_Task description_
When you reproduce the entries below, keep each one exact and drop any pictures.

+++ Input records +++

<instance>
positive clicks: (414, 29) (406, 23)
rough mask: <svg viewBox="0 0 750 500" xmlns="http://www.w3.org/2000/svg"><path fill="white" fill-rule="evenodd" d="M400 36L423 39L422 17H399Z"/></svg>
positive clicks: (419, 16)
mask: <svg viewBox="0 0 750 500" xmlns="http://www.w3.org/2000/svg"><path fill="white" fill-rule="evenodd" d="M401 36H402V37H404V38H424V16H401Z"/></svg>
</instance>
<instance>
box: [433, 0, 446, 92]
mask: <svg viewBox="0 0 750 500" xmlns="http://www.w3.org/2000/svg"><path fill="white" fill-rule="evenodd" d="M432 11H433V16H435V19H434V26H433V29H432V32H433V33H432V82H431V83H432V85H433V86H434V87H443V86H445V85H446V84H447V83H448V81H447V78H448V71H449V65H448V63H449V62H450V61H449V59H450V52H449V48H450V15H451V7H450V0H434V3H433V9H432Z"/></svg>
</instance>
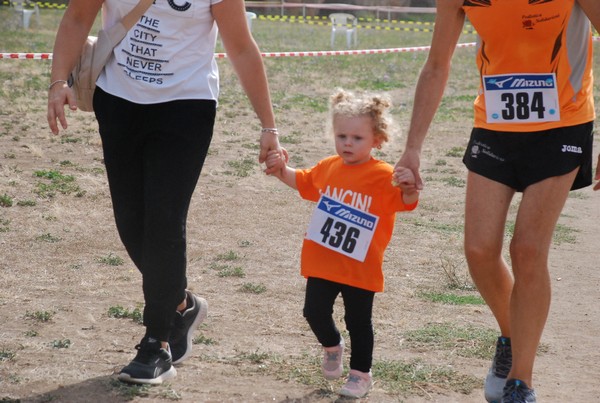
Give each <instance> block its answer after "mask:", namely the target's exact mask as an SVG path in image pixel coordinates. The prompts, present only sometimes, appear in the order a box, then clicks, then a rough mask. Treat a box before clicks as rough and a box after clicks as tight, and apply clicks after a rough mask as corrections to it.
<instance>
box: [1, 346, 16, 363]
mask: <svg viewBox="0 0 600 403" xmlns="http://www.w3.org/2000/svg"><path fill="white" fill-rule="evenodd" d="M15 356H16V354H15V352H14V351H11V350H8V349H5V348H3V349H1V350H0V362H2V361H10V360H12V359H13V358H15Z"/></svg>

+++

_Result of this exercise_
<instance>
positive clicks: (414, 29) (406, 23)
rough mask: <svg viewBox="0 0 750 500" xmlns="http://www.w3.org/2000/svg"><path fill="white" fill-rule="evenodd" d="M400 36L423 39L422 17H399Z"/></svg>
positive clicks: (419, 16)
mask: <svg viewBox="0 0 750 500" xmlns="http://www.w3.org/2000/svg"><path fill="white" fill-rule="evenodd" d="M401 36H402V37H404V38H424V16H401Z"/></svg>
</instance>
<instance>
box: [433, 0, 446, 92]
mask: <svg viewBox="0 0 750 500" xmlns="http://www.w3.org/2000/svg"><path fill="white" fill-rule="evenodd" d="M432 11H433V16H435V19H434V26H433V29H432V32H433V33H432V82H431V83H432V85H433V86H434V87H443V86H445V85H446V84H447V83H448V81H447V78H448V71H449V65H448V63H449V62H450V61H449V59H450V52H449V48H450V15H451V7H450V0H434V3H433V9H432Z"/></svg>
</instance>
Give each <instance> block its answer after "mask:", namely the target's exact mask as an SVG path in image pixel coordinates. The prompts, present only sometimes, appear in the order a box, then clicks, then a rough mask. Treat a box before clicks as rough and a box after clicks as tight, and apply clicks after a rough mask as corrections to it.
<instance>
box: [1, 346, 16, 363]
mask: <svg viewBox="0 0 600 403" xmlns="http://www.w3.org/2000/svg"><path fill="white" fill-rule="evenodd" d="M15 356H16V354H15V352H14V351H11V350H8V349H5V348H3V349H1V350H0V362H2V361H10V360H12V359H13V358H15Z"/></svg>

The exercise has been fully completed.